▸ **Excerpt**:
[129] Tasso’s fervent love for music is well known and reflected in his writings. The particular musician of his choice was Don Carlo Gesualdo, prince of Venosa, who set the music for a number of Tasso’s madrigals.

[130] B. Florence, ca. 1533, d. there, 1600, was a pupil of Zarlino, an excellent musician and an able lutenist and violinist. He published two books of madrigals and made the first known experiments in the “representative” style of melody. He was a deep student of Greek music, discovered the hymns of Mesomedes (transcribed successfully only 200 years later) and published ‘Dialogue on Antique and Modern Music’ (1581), a diatribe against Zarlino and his methods. His son, Galileo Galilei, the great astronomer, is said to have constructed his first telescope from an organ pipe belonging to his father.

[131] Giulio Caccini (surnamed Romano), b. Rome ca. 1550; d. 1618 in Florence, where he had lived since 1564 and was employed at court as a singer. During the winter of 1604-1605 he sojourned in Paris at the request of Queen Maria (de Medici). Besides the works mentioned in our text, he wrote Fuggilotio musicale (madrigals, etc.) and a sequel to his Nuove musiche.

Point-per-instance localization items
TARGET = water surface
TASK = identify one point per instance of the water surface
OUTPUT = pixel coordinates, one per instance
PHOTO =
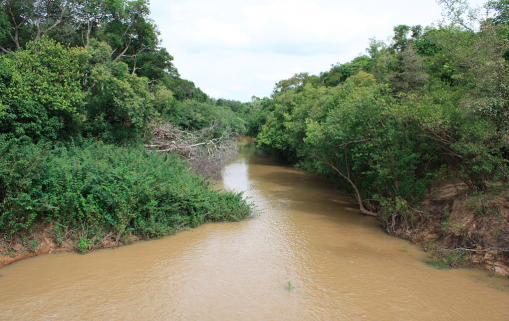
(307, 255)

...

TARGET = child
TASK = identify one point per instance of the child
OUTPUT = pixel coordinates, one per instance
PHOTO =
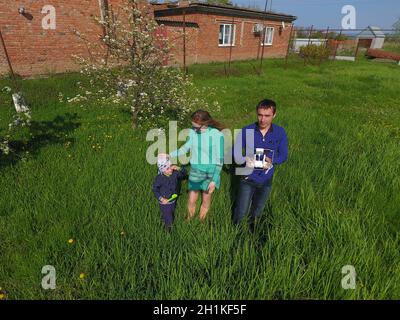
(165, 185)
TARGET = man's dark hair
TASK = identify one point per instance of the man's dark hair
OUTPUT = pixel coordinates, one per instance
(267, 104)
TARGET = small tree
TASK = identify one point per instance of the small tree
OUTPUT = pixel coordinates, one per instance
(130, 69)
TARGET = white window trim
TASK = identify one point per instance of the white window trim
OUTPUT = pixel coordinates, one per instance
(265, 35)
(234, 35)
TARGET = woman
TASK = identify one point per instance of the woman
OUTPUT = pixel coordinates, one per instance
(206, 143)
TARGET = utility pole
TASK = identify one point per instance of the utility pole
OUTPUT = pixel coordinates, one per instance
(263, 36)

▸ **Your tasks**:
[a] Rewrite the paragraph of the notes on musicians that begins "Giulio Caccini (surnamed Romano)" as a short list of its main facts.
[b] For each statement, say whether it agrees with the notes on musicians, and quote the words that decide it: (i) Tasso's chosen musician was Don Carlo Gesualdo. (ii) The hymns of Mesomedes were transcribed successfully soon after their discovery. (iii) Caccini went to Paris at the request of Queen Maria.
[c] Duplicate the notes on musicians between "[129] Tasso’s fervent" and "to his father.", inclusive.

▸ **Answers to this exercise**:
[a]
- Giulio Caccini, surnamed Romano
- Born in Rome around 1550 and died in Florence in 1618
- Lived in Florence from 1564 and was employed at court as a singer
- Stayed in Paris in the winter of 1604-1605 at the request of Queen Maria (de Medici)
- Also wrote Fuggilotio musicale (madrigals, etc.) and a sequel to his Nuove musiche

[b]
(i) Yes: "The particular musician of his choice was Don Carlo Gesualdo, prince of Venosa"
(ii) No: "transcribed successfully only 200 years later"
(iii) Yes: "he sojourned in Paris at the request of Queen Maria (de Medici)"

[c]
[129] Tasso’s fervent love for music is well known and reflected in his writings. The particular musician of his choice was Don Carlo Gesualdo, prince of Venosa, who set the music for a number of Tasso’s madrigals.

[130] B. Florence, ca. 1533, d. there, 1600, was a pupil of Zarlino, an excellent musician and an able lutenist and violinist. He published two books of madrigals and made the first known experiments in the “representative” style of melody. He was a deep student of Greek music, discovered the hymns of Mesomedes (transcribed successfully only 200 years later) and published ‘Dialogue on Antique and Modern Music’ (1581), a diatribe against Zarlino and his methods. His son, Galileo Galilei, the great astronomer, is said to have constructed his first telescope from an organ pipe belonging to his father.